**EXERCISE AIM**
Please put every line of the items below, from the one containing "of the grassy" down to the one containing "[(143, 121), (306, 122), (113, 159)]", into a Markdown table with the columns Row and Line, numbering each row and leaving out blank lines.

**MATERIAL FOR THIS EXERCISE**
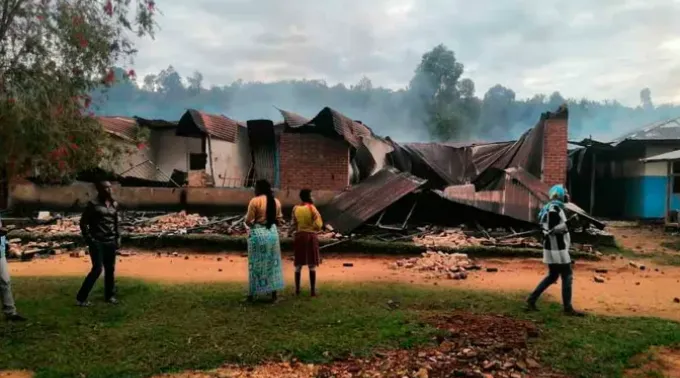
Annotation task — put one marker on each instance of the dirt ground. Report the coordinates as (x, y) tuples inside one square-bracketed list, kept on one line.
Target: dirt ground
[(472, 344), (663, 362), (626, 291), (16, 374)]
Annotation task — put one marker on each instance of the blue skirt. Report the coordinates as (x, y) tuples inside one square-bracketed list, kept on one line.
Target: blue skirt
[(265, 270)]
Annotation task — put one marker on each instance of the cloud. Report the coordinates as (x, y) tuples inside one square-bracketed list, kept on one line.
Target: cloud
[(609, 49)]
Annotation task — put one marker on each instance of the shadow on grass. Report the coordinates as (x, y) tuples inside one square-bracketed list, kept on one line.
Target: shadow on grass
[(160, 328)]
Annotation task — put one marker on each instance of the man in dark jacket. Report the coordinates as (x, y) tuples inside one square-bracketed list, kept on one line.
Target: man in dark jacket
[(99, 227)]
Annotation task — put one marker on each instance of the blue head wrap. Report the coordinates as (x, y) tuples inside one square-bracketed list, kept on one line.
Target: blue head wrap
[(556, 195)]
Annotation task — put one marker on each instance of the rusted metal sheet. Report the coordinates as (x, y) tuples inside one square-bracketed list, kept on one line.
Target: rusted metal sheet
[(352, 208), (264, 147), (122, 127), (456, 164), (293, 119), (194, 123)]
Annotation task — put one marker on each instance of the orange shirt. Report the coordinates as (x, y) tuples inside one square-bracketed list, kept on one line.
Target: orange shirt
[(257, 211), (306, 218)]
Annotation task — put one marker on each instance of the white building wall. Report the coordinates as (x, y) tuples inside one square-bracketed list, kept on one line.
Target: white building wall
[(171, 152), (230, 162), (132, 161), (379, 149)]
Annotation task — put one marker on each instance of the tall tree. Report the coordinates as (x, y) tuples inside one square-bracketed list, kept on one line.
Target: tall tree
[(437, 92), (53, 53)]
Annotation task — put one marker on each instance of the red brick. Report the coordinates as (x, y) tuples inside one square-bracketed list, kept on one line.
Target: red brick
[(555, 151), (313, 161)]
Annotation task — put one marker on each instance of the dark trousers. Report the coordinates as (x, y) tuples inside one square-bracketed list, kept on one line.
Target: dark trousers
[(556, 271), (103, 256)]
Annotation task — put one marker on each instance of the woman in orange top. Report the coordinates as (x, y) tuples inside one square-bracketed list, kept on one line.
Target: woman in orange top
[(265, 275), (306, 223)]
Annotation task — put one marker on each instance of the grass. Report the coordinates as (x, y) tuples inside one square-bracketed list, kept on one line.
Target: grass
[(161, 328), (221, 243), (660, 258)]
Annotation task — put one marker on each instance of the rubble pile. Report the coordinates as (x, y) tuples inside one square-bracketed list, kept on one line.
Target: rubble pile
[(451, 238), (479, 346), (61, 226), (168, 223), (451, 265), (27, 250)]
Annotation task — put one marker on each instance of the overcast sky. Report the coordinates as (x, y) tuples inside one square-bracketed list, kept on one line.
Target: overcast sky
[(583, 48)]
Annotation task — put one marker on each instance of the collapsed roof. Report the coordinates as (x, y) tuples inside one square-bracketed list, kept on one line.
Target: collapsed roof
[(498, 178)]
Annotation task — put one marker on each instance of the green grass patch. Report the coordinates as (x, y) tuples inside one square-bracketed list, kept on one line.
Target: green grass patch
[(660, 258), (213, 243), (161, 328)]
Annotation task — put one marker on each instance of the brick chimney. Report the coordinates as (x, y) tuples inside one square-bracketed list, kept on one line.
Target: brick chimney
[(555, 131)]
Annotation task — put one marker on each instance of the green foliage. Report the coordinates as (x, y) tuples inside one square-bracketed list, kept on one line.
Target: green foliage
[(53, 53), (445, 103), (160, 328)]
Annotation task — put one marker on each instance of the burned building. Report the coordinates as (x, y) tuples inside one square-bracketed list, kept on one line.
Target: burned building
[(357, 176)]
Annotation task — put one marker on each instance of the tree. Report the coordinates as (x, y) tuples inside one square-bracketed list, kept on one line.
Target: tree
[(497, 107), (195, 83), (437, 93), (53, 54)]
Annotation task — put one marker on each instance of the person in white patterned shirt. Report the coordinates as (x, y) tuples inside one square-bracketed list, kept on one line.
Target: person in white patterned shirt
[(556, 244), (6, 297)]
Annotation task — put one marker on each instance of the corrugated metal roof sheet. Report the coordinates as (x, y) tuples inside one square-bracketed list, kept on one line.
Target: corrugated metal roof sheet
[(352, 208), (662, 130), (668, 156), (217, 126), (122, 127), (347, 128), (293, 119), (457, 164), (329, 122)]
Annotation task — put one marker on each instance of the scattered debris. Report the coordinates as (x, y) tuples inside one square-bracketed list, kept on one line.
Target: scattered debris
[(450, 265)]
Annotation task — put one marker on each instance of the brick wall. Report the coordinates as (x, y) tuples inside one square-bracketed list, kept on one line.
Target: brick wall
[(313, 161), (555, 150)]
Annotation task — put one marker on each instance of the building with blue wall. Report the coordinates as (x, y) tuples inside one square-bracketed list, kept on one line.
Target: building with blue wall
[(623, 185)]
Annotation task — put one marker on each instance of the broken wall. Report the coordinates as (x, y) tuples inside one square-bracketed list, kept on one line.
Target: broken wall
[(172, 152), (313, 161), (27, 196), (555, 158), (230, 161), (131, 163)]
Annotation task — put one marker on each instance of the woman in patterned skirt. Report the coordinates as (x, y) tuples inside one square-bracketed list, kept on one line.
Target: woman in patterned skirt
[(265, 275)]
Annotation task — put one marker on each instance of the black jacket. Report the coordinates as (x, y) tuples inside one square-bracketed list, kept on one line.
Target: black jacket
[(99, 223)]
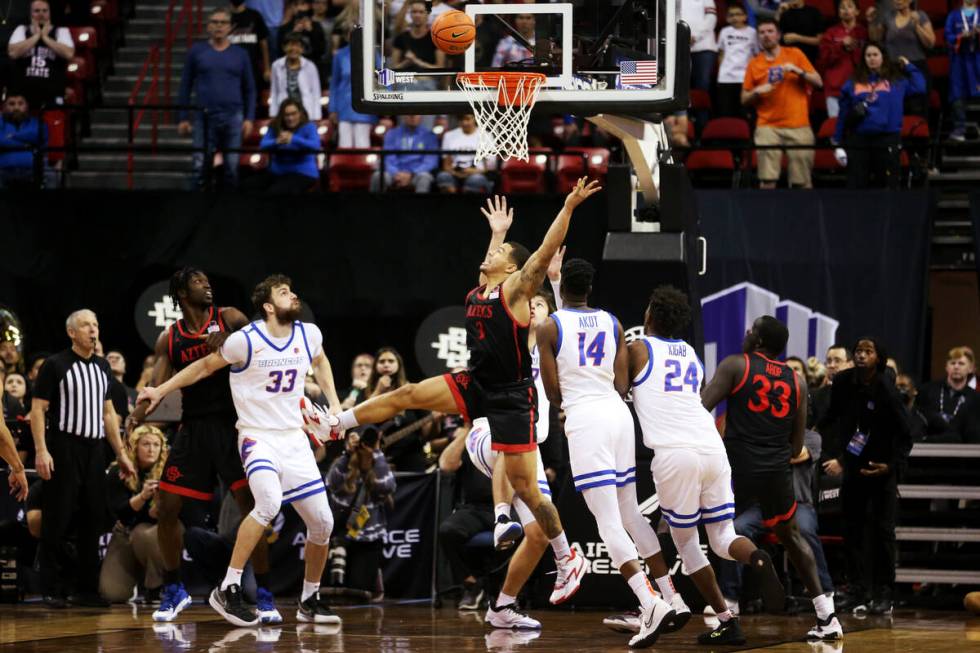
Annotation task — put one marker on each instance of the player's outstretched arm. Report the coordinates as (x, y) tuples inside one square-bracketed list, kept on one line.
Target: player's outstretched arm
[(500, 219), (547, 338), (726, 377), (190, 375), (523, 284), (323, 373)]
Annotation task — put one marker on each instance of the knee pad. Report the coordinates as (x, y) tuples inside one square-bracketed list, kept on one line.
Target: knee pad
[(720, 537), (689, 548), (647, 542), (268, 498)]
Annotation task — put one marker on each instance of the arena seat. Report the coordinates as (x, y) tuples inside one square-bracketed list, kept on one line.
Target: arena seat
[(350, 172), (518, 176)]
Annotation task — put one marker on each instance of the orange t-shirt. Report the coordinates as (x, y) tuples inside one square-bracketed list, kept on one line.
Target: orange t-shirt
[(786, 104)]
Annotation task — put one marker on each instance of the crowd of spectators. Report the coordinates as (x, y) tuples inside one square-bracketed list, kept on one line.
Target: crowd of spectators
[(865, 416)]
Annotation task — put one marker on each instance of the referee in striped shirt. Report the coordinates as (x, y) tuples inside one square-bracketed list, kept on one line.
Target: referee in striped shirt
[(71, 394)]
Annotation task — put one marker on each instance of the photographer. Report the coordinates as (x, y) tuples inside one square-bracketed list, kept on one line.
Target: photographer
[(874, 438), (871, 111), (361, 490)]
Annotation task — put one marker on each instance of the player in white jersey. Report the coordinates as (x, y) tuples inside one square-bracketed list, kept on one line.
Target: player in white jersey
[(270, 359), (584, 367), (690, 466)]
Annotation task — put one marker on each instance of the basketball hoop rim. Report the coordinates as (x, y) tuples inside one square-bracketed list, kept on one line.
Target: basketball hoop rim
[(507, 81)]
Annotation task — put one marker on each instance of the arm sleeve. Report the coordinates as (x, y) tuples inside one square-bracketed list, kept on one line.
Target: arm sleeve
[(46, 384), (236, 350)]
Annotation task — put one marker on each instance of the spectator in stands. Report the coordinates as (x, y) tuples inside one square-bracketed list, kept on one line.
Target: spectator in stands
[(840, 51), (408, 171), (360, 372), (362, 490), (701, 16), (133, 558), (905, 33), (874, 431), (750, 524), (472, 514), (19, 135), (353, 128), (950, 406), (509, 49), (962, 33), (461, 170), (301, 23), (40, 53), (220, 76), (292, 141), (296, 78), (801, 26), (249, 32), (776, 84), (737, 44), (871, 111)]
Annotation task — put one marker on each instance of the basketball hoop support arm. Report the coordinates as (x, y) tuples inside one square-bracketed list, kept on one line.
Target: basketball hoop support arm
[(644, 141)]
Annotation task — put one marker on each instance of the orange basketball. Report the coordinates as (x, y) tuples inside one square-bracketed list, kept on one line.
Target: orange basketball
[(453, 32)]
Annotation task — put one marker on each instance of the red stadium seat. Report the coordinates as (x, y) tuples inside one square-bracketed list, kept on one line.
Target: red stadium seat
[(518, 176), (350, 172), (576, 162)]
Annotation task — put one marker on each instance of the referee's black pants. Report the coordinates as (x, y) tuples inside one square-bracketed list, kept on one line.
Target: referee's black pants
[(870, 506), (74, 500)]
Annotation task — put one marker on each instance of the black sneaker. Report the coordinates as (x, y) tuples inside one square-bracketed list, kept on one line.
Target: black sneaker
[(727, 632), (773, 594), (314, 610), (472, 597), (230, 605)]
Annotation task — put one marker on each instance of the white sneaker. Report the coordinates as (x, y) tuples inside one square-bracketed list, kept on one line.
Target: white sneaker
[(652, 620), (827, 629), (508, 616), (570, 569), (324, 426), (506, 533), (682, 614), (628, 622), (732, 605)]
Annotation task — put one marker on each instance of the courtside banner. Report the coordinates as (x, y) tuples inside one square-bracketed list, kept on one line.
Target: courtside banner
[(832, 264)]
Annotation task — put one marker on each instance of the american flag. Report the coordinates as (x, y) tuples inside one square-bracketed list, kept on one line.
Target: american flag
[(637, 72)]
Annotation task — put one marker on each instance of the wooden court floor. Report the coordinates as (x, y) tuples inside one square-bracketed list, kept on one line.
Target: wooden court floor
[(404, 628)]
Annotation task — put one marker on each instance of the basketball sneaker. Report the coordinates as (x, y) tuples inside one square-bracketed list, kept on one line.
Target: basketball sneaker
[(506, 532), (316, 610), (324, 426), (508, 616), (682, 614), (230, 605), (652, 622), (827, 629), (267, 607), (570, 570), (773, 594), (628, 622), (727, 632), (732, 605), (173, 599)]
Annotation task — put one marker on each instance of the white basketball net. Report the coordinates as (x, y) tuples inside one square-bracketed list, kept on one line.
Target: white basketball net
[(502, 112)]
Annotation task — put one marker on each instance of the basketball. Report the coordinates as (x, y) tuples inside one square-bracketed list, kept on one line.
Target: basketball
[(972, 602), (453, 32)]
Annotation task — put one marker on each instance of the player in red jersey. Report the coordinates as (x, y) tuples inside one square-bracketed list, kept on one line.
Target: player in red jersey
[(499, 386)]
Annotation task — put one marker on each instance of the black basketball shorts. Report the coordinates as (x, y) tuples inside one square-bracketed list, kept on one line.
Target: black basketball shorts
[(203, 450), (512, 410)]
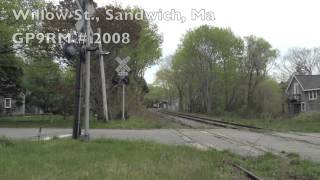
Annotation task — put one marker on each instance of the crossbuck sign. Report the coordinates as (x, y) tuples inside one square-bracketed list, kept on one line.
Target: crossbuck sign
[(123, 69)]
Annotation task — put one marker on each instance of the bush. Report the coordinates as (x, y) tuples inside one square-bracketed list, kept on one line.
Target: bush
[(308, 116)]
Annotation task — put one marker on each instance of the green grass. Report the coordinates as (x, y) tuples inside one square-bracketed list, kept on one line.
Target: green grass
[(114, 159), (306, 122), (56, 121)]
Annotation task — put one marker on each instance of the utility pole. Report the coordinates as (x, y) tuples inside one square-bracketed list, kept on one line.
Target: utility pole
[(87, 79), (123, 100), (77, 113), (123, 71), (103, 79)]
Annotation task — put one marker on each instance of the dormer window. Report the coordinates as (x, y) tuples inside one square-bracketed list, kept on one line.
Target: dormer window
[(313, 95)]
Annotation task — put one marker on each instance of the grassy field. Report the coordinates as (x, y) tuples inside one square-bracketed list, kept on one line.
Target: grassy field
[(143, 121), (306, 122), (113, 159)]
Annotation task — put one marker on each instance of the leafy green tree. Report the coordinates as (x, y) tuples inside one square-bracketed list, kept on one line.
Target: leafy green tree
[(42, 79)]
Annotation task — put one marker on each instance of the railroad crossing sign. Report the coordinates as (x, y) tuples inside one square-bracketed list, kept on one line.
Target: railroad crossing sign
[(123, 69)]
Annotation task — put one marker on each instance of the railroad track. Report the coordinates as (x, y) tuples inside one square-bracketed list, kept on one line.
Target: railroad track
[(232, 125), (212, 121)]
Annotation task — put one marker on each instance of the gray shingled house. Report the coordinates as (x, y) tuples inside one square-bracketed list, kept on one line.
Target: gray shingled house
[(302, 93)]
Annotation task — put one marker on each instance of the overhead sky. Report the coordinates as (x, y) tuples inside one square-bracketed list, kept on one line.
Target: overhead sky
[(284, 23)]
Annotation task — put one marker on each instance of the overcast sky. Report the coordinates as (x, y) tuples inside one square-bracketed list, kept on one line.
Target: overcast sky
[(283, 23)]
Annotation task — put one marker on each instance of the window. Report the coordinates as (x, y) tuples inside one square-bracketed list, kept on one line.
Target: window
[(303, 107), (312, 95), (7, 103)]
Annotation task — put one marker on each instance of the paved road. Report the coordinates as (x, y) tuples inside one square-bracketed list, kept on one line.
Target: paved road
[(237, 141)]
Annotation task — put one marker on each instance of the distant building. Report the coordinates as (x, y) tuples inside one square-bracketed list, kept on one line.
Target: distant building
[(303, 93)]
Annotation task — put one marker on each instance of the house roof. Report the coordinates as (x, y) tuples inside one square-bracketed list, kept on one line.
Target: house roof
[(307, 82)]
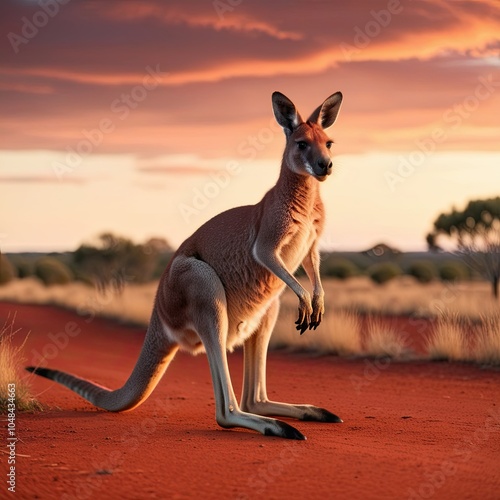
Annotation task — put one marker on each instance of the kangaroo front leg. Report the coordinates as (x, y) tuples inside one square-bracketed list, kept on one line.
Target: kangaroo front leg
[(267, 254), (254, 398), (311, 267)]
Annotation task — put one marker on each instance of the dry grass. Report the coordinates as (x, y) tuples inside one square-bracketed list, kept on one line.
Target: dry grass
[(448, 341), (11, 365), (454, 306), (384, 341), (487, 342), (337, 334)]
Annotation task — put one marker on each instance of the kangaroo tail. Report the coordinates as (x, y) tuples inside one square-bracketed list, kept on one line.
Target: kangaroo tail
[(156, 354)]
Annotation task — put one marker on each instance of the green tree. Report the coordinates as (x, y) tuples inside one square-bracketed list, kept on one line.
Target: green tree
[(114, 260), (475, 233), (423, 271)]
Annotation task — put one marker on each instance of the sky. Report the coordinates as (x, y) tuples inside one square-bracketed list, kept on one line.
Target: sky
[(147, 117)]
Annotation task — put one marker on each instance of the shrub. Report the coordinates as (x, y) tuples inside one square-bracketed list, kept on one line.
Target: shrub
[(52, 271), (452, 271), (7, 271), (423, 271), (340, 268), (383, 272), (24, 267)]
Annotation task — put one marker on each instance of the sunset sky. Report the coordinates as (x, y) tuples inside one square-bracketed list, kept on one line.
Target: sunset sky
[(147, 117)]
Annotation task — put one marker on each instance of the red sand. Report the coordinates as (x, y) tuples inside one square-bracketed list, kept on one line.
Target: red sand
[(411, 430)]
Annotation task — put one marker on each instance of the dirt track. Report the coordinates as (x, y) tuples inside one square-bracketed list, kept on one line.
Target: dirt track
[(414, 430)]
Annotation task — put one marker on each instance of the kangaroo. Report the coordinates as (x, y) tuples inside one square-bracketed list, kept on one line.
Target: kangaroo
[(222, 287)]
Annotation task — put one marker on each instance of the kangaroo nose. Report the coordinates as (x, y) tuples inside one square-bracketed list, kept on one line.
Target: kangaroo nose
[(325, 166)]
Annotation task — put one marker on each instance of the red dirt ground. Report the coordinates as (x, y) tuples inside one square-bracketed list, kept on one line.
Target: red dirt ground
[(411, 430)]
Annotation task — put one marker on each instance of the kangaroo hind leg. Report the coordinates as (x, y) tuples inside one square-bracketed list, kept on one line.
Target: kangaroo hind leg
[(207, 312), (254, 398)]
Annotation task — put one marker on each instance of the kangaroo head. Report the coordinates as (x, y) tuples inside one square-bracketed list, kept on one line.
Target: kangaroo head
[(308, 148)]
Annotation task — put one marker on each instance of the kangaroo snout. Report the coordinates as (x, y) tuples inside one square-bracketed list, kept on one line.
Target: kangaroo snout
[(323, 167)]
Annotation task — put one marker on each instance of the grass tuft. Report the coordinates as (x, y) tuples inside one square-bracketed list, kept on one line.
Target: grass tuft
[(487, 346), (384, 341), (11, 365), (447, 342)]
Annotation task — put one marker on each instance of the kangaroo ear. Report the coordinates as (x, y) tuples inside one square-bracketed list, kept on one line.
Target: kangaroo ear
[(286, 113), (326, 114)]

**EXPECTED ANSWER**
| Row | Line |
|---|---|
| 1 | Annotation task — put one marker on each instance of the grassy field. Report the coordinates as (x, y) tuples inside one square-bracketed list, kept on one line. |
| 2 | Target: grassy field |
| 3 | [(143, 121), (306, 122), (113, 159)] |